Défis
**a)** Indiquez si chacune des affirmations suivantes concorde avec l'extrait sur les Raisins de la colère : (i) le roman de John Steinbeck a paru en 1939 ; (ii) John Carradine est le fils de David ; (iii) le terme « Okie » a pris un sens péjoratif surtout au Texas. Répondez par oui ou par non, en citant mot pour mot les termes de l'extrait qui tranchent la question.
**b)** Poursuivez l'extrait sur les Raisins de la colère à partir de sa dernière phrase.

Extrait choisi
....................

Carradine, père et fils
John Carradine, père de David, joue dans l’adaptation des Raisins de la colère par John Ford (1940). Le film raconte l’histoire de la famille de Tom Joad (à l’esprit duquel Springsteen consacrera un album, The Ghost of Tom Joad), poussée sur les routes par la Grande Dépression et le Dust Bowl. Cette tempête de poussière qu’on trouve dans la région des Grandes Plaines aux États-Unis donnera son nom à un genre musical, le Dust Bowl Ballad.
Les Okies
Un Okie est un américain natif de l’Oklahoma, mais dès les années 1930, le terme prend une tournure péjorative, particulièrement en Californie, pour désigner les ouvriers agricoles itinérants, pauvres, parfois accompagnés de leur famille, forcés d’abandonner leurs terres pendant la Grande Dépression. Le terme sera rendu célèbre par John Steinbeck dans son roman Les Raisins de la colère (The Grapes of Wrath) publié en 1939.

....................

Données extraites
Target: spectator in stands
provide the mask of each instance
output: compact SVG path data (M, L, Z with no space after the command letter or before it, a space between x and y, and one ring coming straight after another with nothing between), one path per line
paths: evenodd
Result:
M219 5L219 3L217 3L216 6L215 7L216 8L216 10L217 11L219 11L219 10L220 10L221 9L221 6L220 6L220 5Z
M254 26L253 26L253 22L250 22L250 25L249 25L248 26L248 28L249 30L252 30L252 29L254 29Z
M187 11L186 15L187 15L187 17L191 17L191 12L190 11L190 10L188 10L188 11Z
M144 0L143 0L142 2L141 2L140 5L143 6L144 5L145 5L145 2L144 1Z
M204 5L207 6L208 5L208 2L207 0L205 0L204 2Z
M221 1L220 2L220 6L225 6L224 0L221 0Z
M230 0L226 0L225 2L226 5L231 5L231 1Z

....................

Réponses aux exercices
**a)**
(i) Oui : « publié en 1939 ».
(ii) Non : « John Carradine, père de David ».
(iii) Non : « particulièrement en Californie ».

**b)**
Bob Dylan et Bruce Springsteen
Dylan s’est longtemps réclamé de Guthrie, lui dédiant sa première chanson et allant régulièrement à l’hôpital où le vieux chanteur se mourait. Springsteen a longtemps eu l’habitude de reprendre en concert This Land Is Your Land, le contre-hymne américain de Guthrie, qui répondait à God Bless America.
Steadicam
Inventé par Garrett Brown, le steadicam est utilisé pour la première fois dans En route pour la gloire pour filmer un plan séquence. Ce système permet de stabiliser la prise de vue, d’effectuer des travellings fluides, grâce à un système de harnais et de bras articulé, fixé sur l’opérateur steadicam.
En route pour la gloire (Bound for Glory)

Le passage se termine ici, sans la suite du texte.